==== RECORDS FOR THIS TASK
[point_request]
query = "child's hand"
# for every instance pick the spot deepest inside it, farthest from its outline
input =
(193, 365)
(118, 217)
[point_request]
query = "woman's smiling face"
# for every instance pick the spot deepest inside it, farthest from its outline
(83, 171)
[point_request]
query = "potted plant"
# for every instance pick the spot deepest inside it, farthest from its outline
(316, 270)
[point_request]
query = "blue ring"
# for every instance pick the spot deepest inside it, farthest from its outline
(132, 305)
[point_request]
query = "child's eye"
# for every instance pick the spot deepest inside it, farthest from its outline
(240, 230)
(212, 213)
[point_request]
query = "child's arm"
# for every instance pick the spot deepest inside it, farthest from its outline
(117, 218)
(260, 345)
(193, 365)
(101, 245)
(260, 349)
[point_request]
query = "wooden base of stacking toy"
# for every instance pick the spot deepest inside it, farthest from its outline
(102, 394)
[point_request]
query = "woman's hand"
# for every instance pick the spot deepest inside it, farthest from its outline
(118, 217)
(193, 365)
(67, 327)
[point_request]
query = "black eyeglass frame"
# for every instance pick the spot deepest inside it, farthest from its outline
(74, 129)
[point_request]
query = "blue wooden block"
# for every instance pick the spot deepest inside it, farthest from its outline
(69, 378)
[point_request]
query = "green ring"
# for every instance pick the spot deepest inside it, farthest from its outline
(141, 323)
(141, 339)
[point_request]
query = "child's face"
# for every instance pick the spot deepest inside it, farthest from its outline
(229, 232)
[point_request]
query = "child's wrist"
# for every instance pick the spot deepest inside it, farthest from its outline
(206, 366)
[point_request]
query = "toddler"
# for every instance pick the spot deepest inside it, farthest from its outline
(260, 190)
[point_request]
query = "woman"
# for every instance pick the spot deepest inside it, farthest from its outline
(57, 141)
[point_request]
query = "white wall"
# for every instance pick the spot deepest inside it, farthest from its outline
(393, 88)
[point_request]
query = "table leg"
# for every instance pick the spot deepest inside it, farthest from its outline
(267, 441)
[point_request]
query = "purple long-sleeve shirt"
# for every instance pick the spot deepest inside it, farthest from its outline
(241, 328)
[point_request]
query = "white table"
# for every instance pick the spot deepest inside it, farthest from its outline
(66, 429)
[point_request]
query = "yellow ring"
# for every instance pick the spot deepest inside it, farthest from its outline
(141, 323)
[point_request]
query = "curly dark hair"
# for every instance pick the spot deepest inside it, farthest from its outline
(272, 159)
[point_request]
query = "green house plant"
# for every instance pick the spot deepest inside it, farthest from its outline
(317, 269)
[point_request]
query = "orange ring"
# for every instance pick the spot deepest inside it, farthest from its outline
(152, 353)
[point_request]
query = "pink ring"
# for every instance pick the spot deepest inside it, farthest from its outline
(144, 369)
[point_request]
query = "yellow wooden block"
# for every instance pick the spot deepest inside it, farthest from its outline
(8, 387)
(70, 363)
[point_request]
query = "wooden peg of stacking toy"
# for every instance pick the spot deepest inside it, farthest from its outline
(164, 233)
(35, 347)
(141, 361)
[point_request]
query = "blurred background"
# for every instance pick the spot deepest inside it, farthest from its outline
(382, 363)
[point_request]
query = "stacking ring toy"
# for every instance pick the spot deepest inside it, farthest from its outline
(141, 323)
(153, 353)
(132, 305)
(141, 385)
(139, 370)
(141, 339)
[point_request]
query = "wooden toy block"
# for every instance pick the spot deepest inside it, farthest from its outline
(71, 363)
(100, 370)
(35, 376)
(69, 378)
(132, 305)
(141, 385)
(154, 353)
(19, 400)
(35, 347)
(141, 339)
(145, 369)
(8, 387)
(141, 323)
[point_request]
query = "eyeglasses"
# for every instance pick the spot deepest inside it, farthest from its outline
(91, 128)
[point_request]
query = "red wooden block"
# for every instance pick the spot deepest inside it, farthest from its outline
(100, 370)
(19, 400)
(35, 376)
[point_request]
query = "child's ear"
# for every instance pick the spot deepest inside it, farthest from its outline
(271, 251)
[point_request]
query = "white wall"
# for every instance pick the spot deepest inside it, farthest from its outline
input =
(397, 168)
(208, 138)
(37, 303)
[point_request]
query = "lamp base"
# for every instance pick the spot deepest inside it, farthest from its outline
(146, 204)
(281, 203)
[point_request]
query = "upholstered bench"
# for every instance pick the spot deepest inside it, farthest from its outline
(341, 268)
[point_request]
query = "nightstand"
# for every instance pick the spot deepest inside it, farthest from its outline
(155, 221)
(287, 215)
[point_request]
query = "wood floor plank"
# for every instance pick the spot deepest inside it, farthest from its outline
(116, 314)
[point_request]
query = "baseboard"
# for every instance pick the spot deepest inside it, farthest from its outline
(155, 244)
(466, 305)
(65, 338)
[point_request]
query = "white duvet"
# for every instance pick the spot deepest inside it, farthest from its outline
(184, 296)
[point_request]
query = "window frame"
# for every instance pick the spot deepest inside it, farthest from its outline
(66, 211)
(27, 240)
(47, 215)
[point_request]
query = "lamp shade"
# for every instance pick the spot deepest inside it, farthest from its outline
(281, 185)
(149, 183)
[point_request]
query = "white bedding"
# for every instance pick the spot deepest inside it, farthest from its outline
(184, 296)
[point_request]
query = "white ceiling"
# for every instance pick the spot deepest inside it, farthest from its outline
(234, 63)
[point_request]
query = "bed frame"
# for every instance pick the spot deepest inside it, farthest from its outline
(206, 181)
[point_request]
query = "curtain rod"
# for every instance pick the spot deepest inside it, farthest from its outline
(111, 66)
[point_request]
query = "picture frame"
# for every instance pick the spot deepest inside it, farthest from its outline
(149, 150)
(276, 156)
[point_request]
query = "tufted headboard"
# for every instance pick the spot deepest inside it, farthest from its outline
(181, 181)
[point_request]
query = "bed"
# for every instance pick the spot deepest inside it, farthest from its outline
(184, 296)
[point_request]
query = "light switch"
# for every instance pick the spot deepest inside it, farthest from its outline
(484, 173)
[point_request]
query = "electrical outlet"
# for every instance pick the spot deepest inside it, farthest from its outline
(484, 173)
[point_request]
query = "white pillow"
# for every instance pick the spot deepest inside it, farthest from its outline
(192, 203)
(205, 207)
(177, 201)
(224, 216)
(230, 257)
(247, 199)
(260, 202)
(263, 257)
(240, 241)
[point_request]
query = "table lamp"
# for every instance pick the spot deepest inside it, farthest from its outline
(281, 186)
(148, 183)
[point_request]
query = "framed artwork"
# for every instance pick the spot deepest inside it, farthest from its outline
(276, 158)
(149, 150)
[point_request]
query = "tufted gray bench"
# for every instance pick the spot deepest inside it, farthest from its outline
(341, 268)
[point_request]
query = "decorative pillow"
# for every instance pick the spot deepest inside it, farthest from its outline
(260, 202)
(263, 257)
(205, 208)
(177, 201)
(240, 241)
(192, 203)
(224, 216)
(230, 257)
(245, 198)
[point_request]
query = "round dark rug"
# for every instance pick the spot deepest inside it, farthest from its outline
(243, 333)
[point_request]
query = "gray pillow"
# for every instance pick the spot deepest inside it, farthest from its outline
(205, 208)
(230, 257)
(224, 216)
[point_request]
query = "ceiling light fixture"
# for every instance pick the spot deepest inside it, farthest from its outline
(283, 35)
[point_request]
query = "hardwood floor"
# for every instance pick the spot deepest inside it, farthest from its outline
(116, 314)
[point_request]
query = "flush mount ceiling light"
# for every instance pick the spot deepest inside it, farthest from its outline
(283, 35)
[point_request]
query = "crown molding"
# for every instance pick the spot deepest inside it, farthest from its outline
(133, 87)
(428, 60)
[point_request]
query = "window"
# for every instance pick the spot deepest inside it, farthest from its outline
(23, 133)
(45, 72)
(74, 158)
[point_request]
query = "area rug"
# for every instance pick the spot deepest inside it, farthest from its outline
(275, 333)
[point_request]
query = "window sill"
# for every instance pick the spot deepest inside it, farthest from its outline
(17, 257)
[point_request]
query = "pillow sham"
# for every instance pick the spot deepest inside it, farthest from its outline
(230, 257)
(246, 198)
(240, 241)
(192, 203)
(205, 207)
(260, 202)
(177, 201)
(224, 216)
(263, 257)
========
▶ _EXERCISE INSTRUCTIONS_
Look over the records above and filter for each line with the word "tufted".

▶ _EXERCISE RESULT_
query = "tufted headboard"
query = "tufted gray bench"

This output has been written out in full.